### Exercise
Extract every line of the listing below that contains the string "meadow". Case counts.

### Data entries
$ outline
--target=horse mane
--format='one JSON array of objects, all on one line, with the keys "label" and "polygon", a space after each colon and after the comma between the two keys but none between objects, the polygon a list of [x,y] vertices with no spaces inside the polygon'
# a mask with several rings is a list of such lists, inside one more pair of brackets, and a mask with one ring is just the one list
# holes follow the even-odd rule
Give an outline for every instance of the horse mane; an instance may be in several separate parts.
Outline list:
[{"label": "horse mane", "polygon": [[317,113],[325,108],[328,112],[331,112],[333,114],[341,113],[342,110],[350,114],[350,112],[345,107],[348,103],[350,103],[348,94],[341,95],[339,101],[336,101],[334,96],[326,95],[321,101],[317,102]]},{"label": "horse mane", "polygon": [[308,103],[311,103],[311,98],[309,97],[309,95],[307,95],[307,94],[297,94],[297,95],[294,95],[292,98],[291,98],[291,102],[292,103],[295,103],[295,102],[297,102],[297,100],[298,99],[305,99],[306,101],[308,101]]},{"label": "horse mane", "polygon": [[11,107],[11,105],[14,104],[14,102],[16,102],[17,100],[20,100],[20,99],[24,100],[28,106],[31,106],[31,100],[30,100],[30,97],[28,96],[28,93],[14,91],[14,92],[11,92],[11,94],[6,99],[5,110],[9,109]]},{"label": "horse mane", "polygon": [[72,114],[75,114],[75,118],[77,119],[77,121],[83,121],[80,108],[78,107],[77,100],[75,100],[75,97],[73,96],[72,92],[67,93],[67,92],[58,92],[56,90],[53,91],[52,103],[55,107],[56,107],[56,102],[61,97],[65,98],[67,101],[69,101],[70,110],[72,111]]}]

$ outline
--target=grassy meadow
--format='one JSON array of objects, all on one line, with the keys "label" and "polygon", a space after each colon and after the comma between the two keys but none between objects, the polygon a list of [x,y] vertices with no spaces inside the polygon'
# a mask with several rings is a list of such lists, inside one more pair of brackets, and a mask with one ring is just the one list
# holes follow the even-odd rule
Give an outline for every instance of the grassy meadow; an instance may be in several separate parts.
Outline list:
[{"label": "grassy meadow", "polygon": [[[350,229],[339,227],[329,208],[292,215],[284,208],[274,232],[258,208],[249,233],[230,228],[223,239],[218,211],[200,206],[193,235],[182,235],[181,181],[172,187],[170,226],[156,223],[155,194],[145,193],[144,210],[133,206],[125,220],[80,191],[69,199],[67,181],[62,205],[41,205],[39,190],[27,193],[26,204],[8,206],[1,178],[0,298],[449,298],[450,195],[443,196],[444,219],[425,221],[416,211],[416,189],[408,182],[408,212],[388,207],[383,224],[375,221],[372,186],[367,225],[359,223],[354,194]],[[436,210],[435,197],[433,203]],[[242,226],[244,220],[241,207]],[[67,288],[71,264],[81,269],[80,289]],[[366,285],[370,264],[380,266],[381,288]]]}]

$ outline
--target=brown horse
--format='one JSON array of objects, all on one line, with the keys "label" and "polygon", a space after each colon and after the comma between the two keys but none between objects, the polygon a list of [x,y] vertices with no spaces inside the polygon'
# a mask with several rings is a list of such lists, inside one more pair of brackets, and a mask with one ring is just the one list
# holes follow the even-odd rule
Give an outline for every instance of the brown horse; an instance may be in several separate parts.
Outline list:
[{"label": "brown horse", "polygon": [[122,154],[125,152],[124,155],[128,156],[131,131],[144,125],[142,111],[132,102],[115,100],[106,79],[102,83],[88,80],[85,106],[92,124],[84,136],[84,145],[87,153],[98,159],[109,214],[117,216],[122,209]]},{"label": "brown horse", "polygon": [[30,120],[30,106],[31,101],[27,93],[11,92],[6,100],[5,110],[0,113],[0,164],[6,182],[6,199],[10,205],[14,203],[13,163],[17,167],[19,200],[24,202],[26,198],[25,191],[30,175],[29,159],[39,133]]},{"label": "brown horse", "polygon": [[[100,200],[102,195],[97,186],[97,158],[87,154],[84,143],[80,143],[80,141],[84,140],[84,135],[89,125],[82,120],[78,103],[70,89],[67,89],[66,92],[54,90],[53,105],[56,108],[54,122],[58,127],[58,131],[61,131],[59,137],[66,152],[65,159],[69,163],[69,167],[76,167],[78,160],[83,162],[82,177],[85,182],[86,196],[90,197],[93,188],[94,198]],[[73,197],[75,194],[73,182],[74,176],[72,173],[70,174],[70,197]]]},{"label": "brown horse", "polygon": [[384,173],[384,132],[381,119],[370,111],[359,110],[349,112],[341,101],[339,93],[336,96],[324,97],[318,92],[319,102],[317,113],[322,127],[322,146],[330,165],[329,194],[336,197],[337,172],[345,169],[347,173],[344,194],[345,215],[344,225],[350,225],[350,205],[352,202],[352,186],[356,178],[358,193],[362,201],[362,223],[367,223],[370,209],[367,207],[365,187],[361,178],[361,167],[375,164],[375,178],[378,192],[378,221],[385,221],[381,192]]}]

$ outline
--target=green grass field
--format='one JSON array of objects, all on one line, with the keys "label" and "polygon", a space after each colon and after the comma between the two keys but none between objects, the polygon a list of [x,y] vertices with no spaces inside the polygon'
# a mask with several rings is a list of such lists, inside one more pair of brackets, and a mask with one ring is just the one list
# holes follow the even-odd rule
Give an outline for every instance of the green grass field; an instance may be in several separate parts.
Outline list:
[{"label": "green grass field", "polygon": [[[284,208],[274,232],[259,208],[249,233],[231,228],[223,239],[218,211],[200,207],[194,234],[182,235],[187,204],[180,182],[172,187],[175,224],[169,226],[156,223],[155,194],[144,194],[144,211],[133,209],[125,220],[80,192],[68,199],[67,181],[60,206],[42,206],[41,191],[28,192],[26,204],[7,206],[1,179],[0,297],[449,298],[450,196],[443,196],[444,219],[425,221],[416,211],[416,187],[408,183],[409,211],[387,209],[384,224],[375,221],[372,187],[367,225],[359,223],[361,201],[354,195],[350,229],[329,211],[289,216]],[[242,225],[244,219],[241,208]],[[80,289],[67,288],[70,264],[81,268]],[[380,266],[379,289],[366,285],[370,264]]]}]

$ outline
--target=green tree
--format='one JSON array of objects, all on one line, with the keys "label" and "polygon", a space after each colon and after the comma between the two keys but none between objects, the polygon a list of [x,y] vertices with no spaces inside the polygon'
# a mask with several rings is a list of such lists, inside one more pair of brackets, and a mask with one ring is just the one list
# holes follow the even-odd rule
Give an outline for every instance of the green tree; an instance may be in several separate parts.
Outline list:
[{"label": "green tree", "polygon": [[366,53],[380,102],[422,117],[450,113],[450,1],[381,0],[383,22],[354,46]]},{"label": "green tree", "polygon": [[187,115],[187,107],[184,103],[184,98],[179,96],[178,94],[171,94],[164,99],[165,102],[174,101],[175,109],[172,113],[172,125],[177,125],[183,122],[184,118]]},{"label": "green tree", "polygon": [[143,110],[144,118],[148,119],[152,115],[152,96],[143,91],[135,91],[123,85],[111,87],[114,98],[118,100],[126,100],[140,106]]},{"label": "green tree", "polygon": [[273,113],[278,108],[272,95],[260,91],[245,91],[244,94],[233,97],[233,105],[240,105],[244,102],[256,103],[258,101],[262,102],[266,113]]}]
---
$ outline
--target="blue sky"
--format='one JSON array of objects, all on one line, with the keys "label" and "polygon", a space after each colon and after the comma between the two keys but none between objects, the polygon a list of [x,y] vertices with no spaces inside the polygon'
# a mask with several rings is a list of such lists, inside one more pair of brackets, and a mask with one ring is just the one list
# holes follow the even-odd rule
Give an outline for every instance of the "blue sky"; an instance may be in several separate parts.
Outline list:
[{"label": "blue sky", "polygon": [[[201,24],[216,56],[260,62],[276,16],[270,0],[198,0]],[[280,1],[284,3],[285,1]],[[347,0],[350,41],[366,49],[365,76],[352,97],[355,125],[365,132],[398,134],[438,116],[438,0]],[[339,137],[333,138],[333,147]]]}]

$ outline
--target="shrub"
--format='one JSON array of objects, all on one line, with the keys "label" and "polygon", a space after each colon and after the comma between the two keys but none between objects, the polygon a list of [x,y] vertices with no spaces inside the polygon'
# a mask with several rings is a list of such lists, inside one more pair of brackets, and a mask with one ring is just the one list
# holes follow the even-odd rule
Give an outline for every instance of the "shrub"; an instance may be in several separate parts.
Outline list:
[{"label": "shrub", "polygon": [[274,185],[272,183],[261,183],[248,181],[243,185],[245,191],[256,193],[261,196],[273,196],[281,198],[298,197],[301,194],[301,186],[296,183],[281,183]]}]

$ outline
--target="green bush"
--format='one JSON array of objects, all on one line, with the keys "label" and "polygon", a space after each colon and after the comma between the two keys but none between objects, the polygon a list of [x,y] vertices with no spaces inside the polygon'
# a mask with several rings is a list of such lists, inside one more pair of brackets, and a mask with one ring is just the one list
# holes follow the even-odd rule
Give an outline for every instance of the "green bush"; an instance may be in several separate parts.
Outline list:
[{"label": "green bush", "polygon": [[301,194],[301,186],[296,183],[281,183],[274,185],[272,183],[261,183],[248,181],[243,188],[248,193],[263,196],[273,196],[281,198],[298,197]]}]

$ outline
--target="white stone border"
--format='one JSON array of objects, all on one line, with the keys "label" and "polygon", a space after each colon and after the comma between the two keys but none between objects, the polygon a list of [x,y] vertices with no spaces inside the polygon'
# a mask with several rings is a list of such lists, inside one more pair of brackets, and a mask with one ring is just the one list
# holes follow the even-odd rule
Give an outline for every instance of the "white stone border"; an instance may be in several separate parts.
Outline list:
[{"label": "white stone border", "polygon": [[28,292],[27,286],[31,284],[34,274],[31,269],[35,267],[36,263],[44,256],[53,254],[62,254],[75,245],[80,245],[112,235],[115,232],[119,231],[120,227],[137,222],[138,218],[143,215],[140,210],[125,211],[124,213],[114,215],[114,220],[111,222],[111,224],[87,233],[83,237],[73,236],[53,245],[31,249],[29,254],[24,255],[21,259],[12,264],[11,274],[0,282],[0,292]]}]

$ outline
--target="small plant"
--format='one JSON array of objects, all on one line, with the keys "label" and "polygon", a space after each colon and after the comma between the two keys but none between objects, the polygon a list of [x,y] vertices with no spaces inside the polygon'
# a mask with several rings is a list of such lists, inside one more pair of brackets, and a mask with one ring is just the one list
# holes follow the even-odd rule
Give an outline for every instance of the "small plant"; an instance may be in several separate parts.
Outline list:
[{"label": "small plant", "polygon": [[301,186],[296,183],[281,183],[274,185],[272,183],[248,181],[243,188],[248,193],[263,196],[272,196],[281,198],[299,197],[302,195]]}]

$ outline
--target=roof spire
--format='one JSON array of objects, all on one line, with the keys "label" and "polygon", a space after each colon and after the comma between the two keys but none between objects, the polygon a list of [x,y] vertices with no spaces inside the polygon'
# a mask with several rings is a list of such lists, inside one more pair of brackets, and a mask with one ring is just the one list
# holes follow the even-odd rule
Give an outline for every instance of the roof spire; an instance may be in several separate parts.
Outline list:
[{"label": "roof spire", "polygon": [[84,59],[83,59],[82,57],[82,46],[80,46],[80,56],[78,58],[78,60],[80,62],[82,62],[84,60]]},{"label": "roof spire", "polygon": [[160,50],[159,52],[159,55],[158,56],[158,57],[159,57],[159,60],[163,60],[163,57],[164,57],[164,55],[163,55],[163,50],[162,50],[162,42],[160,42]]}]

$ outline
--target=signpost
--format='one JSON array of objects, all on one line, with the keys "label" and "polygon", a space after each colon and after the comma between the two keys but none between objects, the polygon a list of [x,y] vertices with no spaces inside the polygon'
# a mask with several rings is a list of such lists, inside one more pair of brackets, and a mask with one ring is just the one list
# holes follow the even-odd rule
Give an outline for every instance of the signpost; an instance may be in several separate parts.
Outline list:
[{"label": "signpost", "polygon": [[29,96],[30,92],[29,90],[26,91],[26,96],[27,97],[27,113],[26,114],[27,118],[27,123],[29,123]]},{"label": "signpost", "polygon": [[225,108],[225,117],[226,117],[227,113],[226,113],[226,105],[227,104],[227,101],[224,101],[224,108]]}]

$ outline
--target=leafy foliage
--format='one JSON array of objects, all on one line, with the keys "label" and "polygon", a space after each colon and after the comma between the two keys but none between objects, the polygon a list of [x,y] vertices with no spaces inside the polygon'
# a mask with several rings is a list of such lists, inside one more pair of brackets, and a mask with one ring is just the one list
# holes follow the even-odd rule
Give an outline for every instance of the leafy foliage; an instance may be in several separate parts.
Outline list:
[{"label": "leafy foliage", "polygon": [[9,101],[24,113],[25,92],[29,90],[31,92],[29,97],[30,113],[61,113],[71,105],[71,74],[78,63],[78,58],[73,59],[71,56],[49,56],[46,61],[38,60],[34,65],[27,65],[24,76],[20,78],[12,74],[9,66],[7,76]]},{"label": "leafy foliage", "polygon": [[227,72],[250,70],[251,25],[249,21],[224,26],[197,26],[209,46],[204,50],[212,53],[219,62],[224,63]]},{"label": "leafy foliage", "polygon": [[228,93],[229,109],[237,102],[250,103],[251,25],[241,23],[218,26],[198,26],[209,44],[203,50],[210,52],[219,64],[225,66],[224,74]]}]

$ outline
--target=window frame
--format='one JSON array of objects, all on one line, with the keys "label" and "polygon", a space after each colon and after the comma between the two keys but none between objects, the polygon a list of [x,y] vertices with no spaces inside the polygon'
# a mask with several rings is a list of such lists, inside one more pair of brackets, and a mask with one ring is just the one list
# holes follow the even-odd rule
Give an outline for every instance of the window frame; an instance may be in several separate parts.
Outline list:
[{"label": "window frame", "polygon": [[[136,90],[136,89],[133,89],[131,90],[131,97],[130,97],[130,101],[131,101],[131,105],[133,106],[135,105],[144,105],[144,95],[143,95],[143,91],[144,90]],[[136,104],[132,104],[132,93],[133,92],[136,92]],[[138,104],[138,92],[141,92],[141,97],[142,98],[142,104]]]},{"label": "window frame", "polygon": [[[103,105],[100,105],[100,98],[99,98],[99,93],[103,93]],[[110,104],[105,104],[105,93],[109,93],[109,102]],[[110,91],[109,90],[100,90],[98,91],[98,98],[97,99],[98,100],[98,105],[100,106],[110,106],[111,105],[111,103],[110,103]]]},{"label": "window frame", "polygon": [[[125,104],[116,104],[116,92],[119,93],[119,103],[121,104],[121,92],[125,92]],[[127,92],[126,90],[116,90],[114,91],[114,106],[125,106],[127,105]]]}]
---
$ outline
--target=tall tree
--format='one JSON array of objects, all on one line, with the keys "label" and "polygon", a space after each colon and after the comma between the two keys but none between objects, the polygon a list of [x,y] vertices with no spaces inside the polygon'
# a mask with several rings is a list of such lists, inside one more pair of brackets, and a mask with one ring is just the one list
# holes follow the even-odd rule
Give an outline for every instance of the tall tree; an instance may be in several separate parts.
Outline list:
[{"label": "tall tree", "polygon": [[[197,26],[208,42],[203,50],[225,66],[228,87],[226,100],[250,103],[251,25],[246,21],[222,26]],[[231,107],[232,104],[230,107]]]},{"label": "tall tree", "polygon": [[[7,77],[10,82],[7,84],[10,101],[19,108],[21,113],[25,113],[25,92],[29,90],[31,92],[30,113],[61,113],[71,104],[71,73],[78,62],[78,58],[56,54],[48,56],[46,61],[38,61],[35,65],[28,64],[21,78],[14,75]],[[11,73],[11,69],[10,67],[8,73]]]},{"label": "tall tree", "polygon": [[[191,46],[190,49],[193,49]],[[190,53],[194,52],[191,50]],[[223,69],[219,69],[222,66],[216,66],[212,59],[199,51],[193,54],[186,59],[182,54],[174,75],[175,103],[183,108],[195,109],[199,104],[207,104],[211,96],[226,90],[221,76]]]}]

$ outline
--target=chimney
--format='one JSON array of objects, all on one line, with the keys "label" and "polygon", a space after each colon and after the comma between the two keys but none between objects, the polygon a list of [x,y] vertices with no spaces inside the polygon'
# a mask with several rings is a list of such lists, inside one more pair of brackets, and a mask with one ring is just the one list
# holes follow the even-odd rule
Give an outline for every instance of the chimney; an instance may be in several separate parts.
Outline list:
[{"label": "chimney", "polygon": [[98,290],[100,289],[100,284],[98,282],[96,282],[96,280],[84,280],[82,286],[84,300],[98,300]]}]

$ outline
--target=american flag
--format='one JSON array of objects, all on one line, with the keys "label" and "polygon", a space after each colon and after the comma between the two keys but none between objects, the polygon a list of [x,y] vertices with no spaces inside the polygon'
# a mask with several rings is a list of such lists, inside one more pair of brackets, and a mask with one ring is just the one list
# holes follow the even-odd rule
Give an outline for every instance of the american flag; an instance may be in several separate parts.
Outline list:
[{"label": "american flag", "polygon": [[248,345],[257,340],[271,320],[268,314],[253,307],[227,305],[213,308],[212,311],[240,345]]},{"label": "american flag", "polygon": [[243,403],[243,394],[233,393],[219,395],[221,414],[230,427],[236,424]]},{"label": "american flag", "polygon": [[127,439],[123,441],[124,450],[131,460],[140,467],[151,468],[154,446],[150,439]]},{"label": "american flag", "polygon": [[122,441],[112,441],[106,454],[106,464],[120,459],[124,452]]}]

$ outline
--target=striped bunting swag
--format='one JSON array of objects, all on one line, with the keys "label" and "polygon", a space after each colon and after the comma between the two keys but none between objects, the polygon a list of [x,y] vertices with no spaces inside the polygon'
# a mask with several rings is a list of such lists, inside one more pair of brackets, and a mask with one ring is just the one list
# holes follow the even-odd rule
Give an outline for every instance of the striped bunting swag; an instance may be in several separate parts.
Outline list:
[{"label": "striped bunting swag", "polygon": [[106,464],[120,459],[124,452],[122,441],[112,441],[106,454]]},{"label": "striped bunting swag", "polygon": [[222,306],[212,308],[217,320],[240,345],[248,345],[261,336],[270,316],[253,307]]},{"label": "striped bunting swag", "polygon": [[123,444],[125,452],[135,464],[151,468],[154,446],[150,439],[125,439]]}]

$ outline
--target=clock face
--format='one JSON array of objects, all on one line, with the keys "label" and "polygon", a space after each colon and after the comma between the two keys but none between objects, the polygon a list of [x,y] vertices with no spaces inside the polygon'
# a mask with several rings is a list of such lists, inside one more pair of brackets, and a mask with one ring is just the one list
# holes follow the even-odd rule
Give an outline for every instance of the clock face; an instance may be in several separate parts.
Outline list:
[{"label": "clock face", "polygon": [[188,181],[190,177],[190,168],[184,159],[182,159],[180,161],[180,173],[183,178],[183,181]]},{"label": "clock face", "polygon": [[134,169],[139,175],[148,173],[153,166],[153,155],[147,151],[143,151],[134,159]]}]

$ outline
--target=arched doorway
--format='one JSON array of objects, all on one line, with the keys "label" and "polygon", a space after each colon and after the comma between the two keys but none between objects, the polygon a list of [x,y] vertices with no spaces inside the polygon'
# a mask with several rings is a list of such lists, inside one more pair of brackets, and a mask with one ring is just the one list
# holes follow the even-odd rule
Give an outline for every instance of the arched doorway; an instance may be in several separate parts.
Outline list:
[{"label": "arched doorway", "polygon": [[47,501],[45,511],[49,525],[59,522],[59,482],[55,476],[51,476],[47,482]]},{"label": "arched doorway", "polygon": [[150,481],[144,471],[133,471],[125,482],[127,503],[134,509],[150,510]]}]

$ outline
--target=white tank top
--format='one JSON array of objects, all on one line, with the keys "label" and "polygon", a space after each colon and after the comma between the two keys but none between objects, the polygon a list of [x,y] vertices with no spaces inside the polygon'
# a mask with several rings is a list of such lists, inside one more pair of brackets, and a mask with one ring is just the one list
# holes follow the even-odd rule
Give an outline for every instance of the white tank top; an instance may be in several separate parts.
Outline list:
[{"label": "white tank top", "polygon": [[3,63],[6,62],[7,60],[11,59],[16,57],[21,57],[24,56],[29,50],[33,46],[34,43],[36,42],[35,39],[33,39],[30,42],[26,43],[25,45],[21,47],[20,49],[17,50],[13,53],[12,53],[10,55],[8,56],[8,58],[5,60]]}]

### The completed task
--target=grassy meadow
Give an outline for every instance of the grassy meadow; an instance may be in several separate parts.
[{"label": "grassy meadow", "polygon": [[[350,229],[339,227],[329,208],[292,215],[284,208],[274,232],[258,208],[249,233],[230,228],[223,239],[218,211],[200,206],[193,235],[182,235],[181,181],[172,187],[170,226],[156,223],[155,194],[145,193],[144,210],[133,206],[125,220],[80,191],[69,199],[67,181],[62,205],[41,205],[39,190],[27,193],[26,204],[8,206],[1,178],[0,298],[449,298],[450,195],[443,196],[444,219],[425,221],[416,211],[416,189],[408,182],[408,212],[388,207],[383,224],[375,221],[372,186],[367,225],[359,223],[354,194]],[[436,210],[435,197],[433,203]],[[242,226],[244,220],[241,207]],[[67,288],[71,264],[81,269],[80,289]],[[366,285],[370,264],[380,266],[381,288]]]}]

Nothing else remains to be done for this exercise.